■ TAREFA PROPOSTA 1
Entre as linhas que aparecem depois do texto sobre o Acampamento Terra Livre, selecione e copie todas as que contêm a palavra "pole".

■ TRECHO SELECIONADO
Na última semana, ocorreu em Brasília a 21ª edição do Acampamento Terra Livre (ATL), que é a maior mobilização de Povos Indígenas do Brasil. Talvez, do mundo. O evento acontece todos os anos no mês de abril e reúne mais de 5 mil lideranças indígenas do país todo que vêm até Brasília reivindicar direitos e demarcar a Capital nacional com jenipapo, urucum e luta por direitos.

A grandiosidade do acontecimento, porém, é inversamente proporcional à visibilidade dada pela mídia: se você não acompanha das redes sociais de pessoas e organizações indígenas, dificilmente soube da ocorrência do ATL e da violência arbitrária praticada por policiais contra os indígenas que participavam de mobilização pacífica em frente ao Congresso Nacional no dia 10/04.

Na véspera da mobilização, em reunião realizada de modo virtual entre a Articulação dos Povos Indígenas (APIB) e as forças de segurança do Distrito Federal para ajustes a respeito da mobilização, um dos participantes, posteriormente identificado como servidor do Itamaraty1, falou durante a reunião para deixar os indígenas descerem até o Congresso "e depois descer o cacete". Assim foi feito: após a marcha "A Resposta Somos Nós", em que mais de 7 mil indígenas se deslocaram da antiga FUNARTE em direção ao Congresso Nacional, a polícia do Distrito Federal, de modo truculento e injustificado, atacou os indígenas com gás lacrimogêneo e spray de pimenta.

Nada de novo sob o sol. Afinal, é isso o que acontece todos os dias em nossos territórios: luta pacífica pela garantia de direitos, violência estatal como resposta e invisibilização.

■ EXTRATO DE DADOS
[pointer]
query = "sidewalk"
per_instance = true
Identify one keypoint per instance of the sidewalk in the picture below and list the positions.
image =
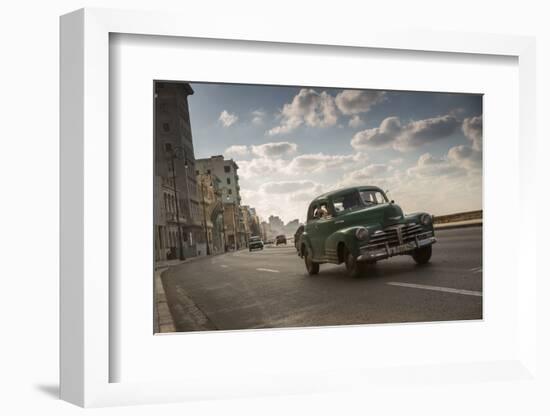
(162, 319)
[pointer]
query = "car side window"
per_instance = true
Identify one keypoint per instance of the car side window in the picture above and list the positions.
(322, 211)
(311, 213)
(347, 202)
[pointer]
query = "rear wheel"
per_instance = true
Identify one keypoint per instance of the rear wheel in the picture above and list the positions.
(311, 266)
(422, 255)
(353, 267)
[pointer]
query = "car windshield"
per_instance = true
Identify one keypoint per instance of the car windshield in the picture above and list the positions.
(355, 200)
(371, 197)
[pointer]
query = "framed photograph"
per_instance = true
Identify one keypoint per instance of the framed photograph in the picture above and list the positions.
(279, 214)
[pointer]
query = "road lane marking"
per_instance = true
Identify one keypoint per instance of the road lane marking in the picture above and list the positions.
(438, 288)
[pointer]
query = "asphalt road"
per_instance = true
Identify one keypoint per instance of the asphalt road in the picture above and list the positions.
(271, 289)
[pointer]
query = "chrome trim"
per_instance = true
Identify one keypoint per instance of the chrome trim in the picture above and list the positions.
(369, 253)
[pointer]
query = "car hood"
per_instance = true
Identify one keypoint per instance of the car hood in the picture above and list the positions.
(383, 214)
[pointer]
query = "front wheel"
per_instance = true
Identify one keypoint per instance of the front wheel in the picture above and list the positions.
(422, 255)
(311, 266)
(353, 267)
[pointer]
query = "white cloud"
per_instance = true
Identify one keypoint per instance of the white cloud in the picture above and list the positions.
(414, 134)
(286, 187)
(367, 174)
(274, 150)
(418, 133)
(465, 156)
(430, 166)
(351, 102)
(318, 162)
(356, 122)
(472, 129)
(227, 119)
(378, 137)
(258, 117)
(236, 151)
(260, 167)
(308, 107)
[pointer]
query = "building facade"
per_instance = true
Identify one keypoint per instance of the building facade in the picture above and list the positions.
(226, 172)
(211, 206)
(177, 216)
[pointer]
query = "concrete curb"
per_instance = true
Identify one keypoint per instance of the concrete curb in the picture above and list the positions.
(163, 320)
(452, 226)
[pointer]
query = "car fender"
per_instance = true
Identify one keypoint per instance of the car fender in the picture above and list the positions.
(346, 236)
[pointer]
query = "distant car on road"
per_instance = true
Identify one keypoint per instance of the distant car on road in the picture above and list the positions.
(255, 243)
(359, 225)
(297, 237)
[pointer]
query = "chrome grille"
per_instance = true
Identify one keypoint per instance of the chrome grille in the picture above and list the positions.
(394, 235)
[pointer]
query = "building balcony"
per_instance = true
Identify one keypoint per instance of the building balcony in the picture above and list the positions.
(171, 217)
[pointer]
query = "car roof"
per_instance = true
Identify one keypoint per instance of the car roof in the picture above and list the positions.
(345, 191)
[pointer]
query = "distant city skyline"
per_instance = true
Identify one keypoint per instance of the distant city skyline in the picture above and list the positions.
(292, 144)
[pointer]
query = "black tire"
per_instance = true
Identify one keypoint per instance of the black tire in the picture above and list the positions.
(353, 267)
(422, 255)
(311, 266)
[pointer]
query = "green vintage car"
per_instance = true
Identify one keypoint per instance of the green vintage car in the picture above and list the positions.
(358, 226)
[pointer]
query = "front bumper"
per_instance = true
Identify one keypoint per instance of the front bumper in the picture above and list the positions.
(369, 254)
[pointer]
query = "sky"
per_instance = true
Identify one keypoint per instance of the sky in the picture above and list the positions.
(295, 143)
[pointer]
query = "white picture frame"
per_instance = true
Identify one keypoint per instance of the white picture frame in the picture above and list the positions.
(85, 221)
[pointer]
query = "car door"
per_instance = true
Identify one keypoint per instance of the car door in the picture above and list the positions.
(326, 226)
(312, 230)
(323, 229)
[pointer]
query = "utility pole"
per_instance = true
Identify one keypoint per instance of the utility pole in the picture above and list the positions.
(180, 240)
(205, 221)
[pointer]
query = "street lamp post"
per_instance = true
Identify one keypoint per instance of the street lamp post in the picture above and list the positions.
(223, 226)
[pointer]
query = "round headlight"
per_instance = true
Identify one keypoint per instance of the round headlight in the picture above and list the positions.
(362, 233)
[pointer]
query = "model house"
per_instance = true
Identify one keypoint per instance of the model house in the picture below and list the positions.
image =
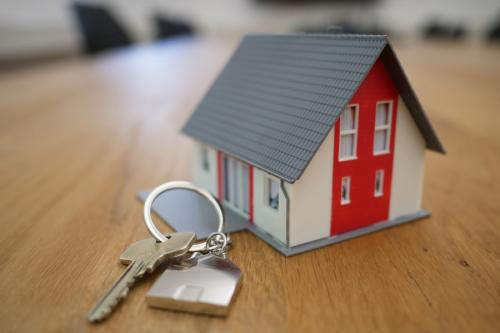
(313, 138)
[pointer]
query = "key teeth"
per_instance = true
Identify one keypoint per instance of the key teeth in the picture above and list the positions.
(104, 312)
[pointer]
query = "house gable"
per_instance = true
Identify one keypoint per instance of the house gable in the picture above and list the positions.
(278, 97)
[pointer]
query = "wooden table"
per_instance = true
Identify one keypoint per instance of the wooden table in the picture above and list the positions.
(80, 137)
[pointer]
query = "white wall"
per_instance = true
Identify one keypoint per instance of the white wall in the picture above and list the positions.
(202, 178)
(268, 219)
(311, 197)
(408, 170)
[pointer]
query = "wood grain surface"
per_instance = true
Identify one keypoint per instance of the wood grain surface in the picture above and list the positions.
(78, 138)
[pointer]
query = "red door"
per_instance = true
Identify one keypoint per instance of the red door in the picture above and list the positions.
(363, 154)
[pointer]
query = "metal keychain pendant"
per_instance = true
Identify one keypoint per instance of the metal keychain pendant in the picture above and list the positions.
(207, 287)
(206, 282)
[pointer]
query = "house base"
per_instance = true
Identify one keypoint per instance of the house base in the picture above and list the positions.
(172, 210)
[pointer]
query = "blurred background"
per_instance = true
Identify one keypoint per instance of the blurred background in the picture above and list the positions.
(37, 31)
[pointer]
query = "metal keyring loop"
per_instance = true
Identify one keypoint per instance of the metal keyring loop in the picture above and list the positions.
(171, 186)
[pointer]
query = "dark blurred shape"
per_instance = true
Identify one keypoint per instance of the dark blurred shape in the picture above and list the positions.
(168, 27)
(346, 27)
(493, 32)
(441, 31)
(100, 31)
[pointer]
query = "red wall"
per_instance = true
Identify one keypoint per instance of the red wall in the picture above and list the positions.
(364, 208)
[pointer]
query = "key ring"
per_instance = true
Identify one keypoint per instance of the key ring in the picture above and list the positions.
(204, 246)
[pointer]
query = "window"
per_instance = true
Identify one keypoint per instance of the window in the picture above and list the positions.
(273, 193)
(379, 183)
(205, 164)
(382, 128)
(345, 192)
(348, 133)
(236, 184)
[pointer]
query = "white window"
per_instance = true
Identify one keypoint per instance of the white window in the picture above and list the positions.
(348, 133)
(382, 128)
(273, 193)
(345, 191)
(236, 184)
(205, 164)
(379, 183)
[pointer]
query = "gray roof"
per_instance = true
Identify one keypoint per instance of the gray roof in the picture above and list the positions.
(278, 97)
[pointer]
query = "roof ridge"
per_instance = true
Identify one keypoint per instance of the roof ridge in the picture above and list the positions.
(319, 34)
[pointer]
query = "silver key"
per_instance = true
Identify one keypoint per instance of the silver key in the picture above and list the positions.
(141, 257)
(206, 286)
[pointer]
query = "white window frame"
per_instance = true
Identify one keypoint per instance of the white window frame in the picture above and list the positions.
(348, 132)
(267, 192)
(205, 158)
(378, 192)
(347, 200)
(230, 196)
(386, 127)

■ TAREFA PROPOSTA 2
Dê sequência ao texto sobre o Acampamento Terra Livre, escrevendo o que viria logo após a última frase dele.

■ RESULTADO DO EXERCÍCIO 1
query = "utility pole"
Identify one keypoint per instance of the utility pole in the picture above and list the positions.

■ RESULTADO DO EXERCÍCIO 2
A primeira matéria2 que noticiou o fato falava sobre atuação da polícia para conter confusão iniciada por indígenas que teriam avançado e derrubado as grades de proteção que cercam o Congresso.

No entanto, não havia grades de proteção no gramado. Não houve confusão por parte dos indígenas. Aconteceu apenas uma violência arbitrária e premeditada da polícia contra indígenas que protestavam pacificamente e em seguida a utilização da clássica estratégia de narrativa que coloca grupos ditos minoritários como vilões e o Estado violador e violento como fiel da balança.

Se não fosse a presença da deputada federal Célia Xakriabá, que também foi atingida pela violência policial, este fato provavelmente entraria para as estatísticas de impunidade dos casos de violência contra Povos Indígenas.

Mas nem a presença da Deputada foi suficiente: a violência de todos os dias se repetiu no coração da Capital Federal e o mandato popular não foi suficiente para blindar um corpo-território. Célia sofreu violência, mesmo sendo "deputada eleita" como ela tantas vezes disse no vídeo em que pede aos policiais para que, visivelmente atingida, possa ter acesso à Câmara dos Deputados - seu local de trabalho.

A violência que atingiu a deputada, diariamente atinge os Povos Indígenas do Brasil e se manifesta de Norte a Sul: ela está na discriminação que os indígenas amazonenses sofrem, nos assassinatos de indígenas Guarani-Kaiowás em Mato Grosso do Sul, no minério que contamina os rios das aldeias em Roraima, na insegurança alimentar a que os Avá Guaranis estão submetidos no Paraná e na bala que faz os Pataxós da Bahia tombarem3. Todos, sem virar notícia.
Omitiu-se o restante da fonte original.